--- begin Extract provided ---

Culture Clash: Taking Off The Blinkers

Elizabeth Jebaraj   |   April 1, 2017 

Over the years, I have been certified “culturally bankrupt” on more than one occasion.

As a Fine Arts student in college, I was totally clueless in several of the Indian art classes I took. I had the story of the Mahabharata totally muddled and was forever confusing the various avatars of the gods in the Hindu pantheon.

Later, working for an advertising agency, we often tried to find a cultural hook to kick off an ad campaign -- and here again, my cultural connect was dangerously low. I would be working on a bridal jewellery campaign, but didn’t know the significance of the three knots tied in the traditional ceremony. Trying to do a series of festive ads for Pongal was difficult when I had never celebrated the festival, and hated the taste of the dish. My classmates and colleagues found it very amusing that I had to research these things that they had known since childhood.

I also hate wearing mallipoo (jasmine flowers), have never seen a Rajnikanth film, and am hopeless at tying a sari. And most recently, Chennai’s recent protests against the ban on jallikattu (a traditional bull-taming sport) completely failed to stir any of my “Tamil pride”. I’m with the bulls all the way.

As you can see, my cultural score is dangerously low, but it never bothered me much. I always told myself that Indian culture was much too huge to know it all.

--- end Extract provided ---
--- begin Information provided ---

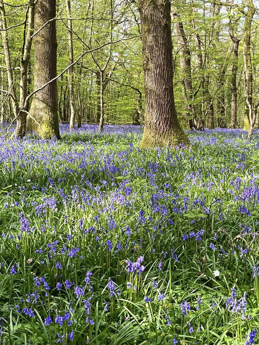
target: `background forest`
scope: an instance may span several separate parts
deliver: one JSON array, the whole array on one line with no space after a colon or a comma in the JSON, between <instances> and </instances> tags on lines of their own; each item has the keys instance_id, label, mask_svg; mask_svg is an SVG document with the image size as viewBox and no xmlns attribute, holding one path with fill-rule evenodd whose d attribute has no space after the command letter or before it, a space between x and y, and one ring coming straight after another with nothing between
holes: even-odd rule
<instances>
[{"instance_id":1,"label":"background forest","mask_svg":"<svg viewBox=\"0 0 259 345\"><path fill-rule=\"evenodd\" d=\"M0 0L0 345L258 343L256 4Z\"/></svg>"},{"instance_id":2,"label":"background forest","mask_svg":"<svg viewBox=\"0 0 259 345\"><path fill-rule=\"evenodd\" d=\"M190 119L191 125L198 129L204 126L243 127L246 98L243 48L247 46L246 40L250 31L252 76L247 82L252 85L252 102L257 110L258 14L250 2L248 6L244 3L192 1L176 2L172 7L175 97L184 128L189 127ZM15 1L8 4L5 5L6 18L18 88L27 7ZM137 4L127 0L117 3L73 1L69 3L68 12L66 4L65 1L58 1L57 6L58 74L84 51L90 48L96 50L78 61L70 73L71 77L67 73L58 79L60 120L69 121L72 84L75 103L72 111L75 111L79 127L81 121L99 122L101 108L106 122L143 123L145 99ZM250 22L247 20L245 25L246 18L251 20ZM69 41L72 42L70 54ZM107 44L109 42L112 44ZM31 53L29 93L33 90L33 44ZM7 68L4 55L1 56L1 88L6 90ZM245 59L244 62L247 65ZM102 106L101 88L104 98ZM2 97L4 95L3 93ZM10 103L9 97L2 105L2 122L13 117Z\"/></svg>"}]
</instances>

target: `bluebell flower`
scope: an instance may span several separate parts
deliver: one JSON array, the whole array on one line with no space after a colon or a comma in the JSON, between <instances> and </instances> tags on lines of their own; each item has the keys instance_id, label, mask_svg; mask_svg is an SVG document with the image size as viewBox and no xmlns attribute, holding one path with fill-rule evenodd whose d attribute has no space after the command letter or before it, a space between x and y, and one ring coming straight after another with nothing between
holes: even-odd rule
<instances>
[{"instance_id":1,"label":"bluebell flower","mask_svg":"<svg viewBox=\"0 0 259 345\"><path fill-rule=\"evenodd\" d=\"M59 343L60 343L61 344L62 344L63 342L63 339L64 339L64 337L65 337L65 334L63 334L63 335L61 336L59 333L57 333L57 335L59 338L59 339L57 342L56 342L56 344L58 344Z\"/></svg>"},{"instance_id":2,"label":"bluebell flower","mask_svg":"<svg viewBox=\"0 0 259 345\"><path fill-rule=\"evenodd\" d=\"M79 298L79 296L83 296L84 294L84 289L79 287L77 285L75 287L74 292L76 295L76 298Z\"/></svg>"},{"instance_id":3,"label":"bluebell flower","mask_svg":"<svg viewBox=\"0 0 259 345\"><path fill-rule=\"evenodd\" d=\"M56 264L56 266L55 266L55 268L59 268L60 269L63 269L62 267L61 266L61 264L60 262L59 262L58 261L58 262Z\"/></svg>"},{"instance_id":4,"label":"bluebell flower","mask_svg":"<svg viewBox=\"0 0 259 345\"><path fill-rule=\"evenodd\" d=\"M180 306L182 308L182 313L184 316L187 316L187 313L191 310L191 307L188 303L185 300L183 303L181 303Z\"/></svg>"},{"instance_id":5,"label":"bluebell flower","mask_svg":"<svg viewBox=\"0 0 259 345\"><path fill-rule=\"evenodd\" d=\"M163 300L164 298L165 298L166 297L166 296L165 295L164 295L164 294L162 294L162 293L160 292L160 294L158 296L158 300L159 301Z\"/></svg>"},{"instance_id":6,"label":"bluebell flower","mask_svg":"<svg viewBox=\"0 0 259 345\"><path fill-rule=\"evenodd\" d=\"M132 286L132 284L130 282L127 282L127 289L130 289L130 288Z\"/></svg>"},{"instance_id":7,"label":"bluebell flower","mask_svg":"<svg viewBox=\"0 0 259 345\"><path fill-rule=\"evenodd\" d=\"M144 300L146 303L148 303L148 302L151 302L151 299L149 298L147 296L145 296Z\"/></svg>"},{"instance_id":8,"label":"bluebell flower","mask_svg":"<svg viewBox=\"0 0 259 345\"><path fill-rule=\"evenodd\" d=\"M17 265L14 265L12 266L12 268L10 270L10 273L11 274L16 274L17 272L15 270L15 269L17 268Z\"/></svg>"},{"instance_id":9,"label":"bluebell flower","mask_svg":"<svg viewBox=\"0 0 259 345\"><path fill-rule=\"evenodd\" d=\"M63 316L61 316L61 315L57 315L56 317L55 322L56 323L59 324L60 326L63 326L64 321Z\"/></svg>"},{"instance_id":10,"label":"bluebell flower","mask_svg":"<svg viewBox=\"0 0 259 345\"><path fill-rule=\"evenodd\" d=\"M26 315L28 315L31 317L34 317L35 315L33 314L32 310L30 309L28 307L24 308L22 309L22 312Z\"/></svg>"},{"instance_id":11,"label":"bluebell flower","mask_svg":"<svg viewBox=\"0 0 259 345\"><path fill-rule=\"evenodd\" d=\"M213 250L215 250L217 248L215 246L213 243L211 243L209 246L210 248L211 248Z\"/></svg>"},{"instance_id":12,"label":"bluebell flower","mask_svg":"<svg viewBox=\"0 0 259 345\"><path fill-rule=\"evenodd\" d=\"M49 326L51 323L52 323L52 320L51 319L51 317L50 315L48 315L45 319L44 325L45 326Z\"/></svg>"},{"instance_id":13,"label":"bluebell flower","mask_svg":"<svg viewBox=\"0 0 259 345\"><path fill-rule=\"evenodd\" d=\"M72 286L72 284L67 279L65 282L65 285L66 285L66 287L68 290Z\"/></svg>"},{"instance_id":14,"label":"bluebell flower","mask_svg":"<svg viewBox=\"0 0 259 345\"><path fill-rule=\"evenodd\" d=\"M165 319L167 321L167 323L166 324L166 326L171 326L171 321L170 320L169 317L166 316L166 317L165 317Z\"/></svg>"},{"instance_id":15,"label":"bluebell flower","mask_svg":"<svg viewBox=\"0 0 259 345\"><path fill-rule=\"evenodd\" d=\"M90 325L94 324L94 322L93 321L93 319L91 317L89 317L89 316L87 316L86 318L86 323L87 324L88 322Z\"/></svg>"},{"instance_id":16,"label":"bluebell flower","mask_svg":"<svg viewBox=\"0 0 259 345\"><path fill-rule=\"evenodd\" d=\"M74 329L72 329L71 332L68 335L67 339L69 340L71 340L71 341L72 341L74 339L74 336L75 335L74 334Z\"/></svg>"},{"instance_id":17,"label":"bluebell flower","mask_svg":"<svg viewBox=\"0 0 259 345\"><path fill-rule=\"evenodd\" d=\"M251 345L252 344L255 344L255 339L257 333L257 331L256 329L254 329L250 332L249 336L249 339L246 342L246 345ZM247 335L246 337L247 337Z\"/></svg>"},{"instance_id":18,"label":"bluebell flower","mask_svg":"<svg viewBox=\"0 0 259 345\"><path fill-rule=\"evenodd\" d=\"M162 271L162 265L163 264L162 263L162 262L160 260L159 262L159 263L158 264L158 266L157 266L157 268L159 269L158 270Z\"/></svg>"},{"instance_id":19,"label":"bluebell flower","mask_svg":"<svg viewBox=\"0 0 259 345\"><path fill-rule=\"evenodd\" d=\"M197 297L197 302L198 302L198 305L196 307L196 309L197 310L199 310L200 308L200 306L202 302L201 300L201 297L200 296Z\"/></svg>"},{"instance_id":20,"label":"bluebell flower","mask_svg":"<svg viewBox=\"0 0 259 345\"><path fill-rule=\"evenodd\" d=\"M59 283L59 282L58 282L58 283L57 283L56 287L58 290L60 290L60 289L62 287L62 284L61 284L60 283Z\"/></svg>"}]
</instances>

--- end Information provided ---

Can you rewrite the stretch of the culture clash essay from "I also hate" through "know it all." with "bulls" swapped out for "cows"?

I also hate wearing mallipoo (jasmine flowers), have never seen a Rajnikanth film, and am hopeless at tying a sari. And most recently, Chennai’s recent protests against the ban on jallikattu (a traditional bull-taming sport) completely failed to stir any of my “Tamil pride”. I’m with the cows all the way.

As you can see, my cultural score is dangerously low, but it never bothered me much. I always told myself that Indian culture was much too huge to know it all.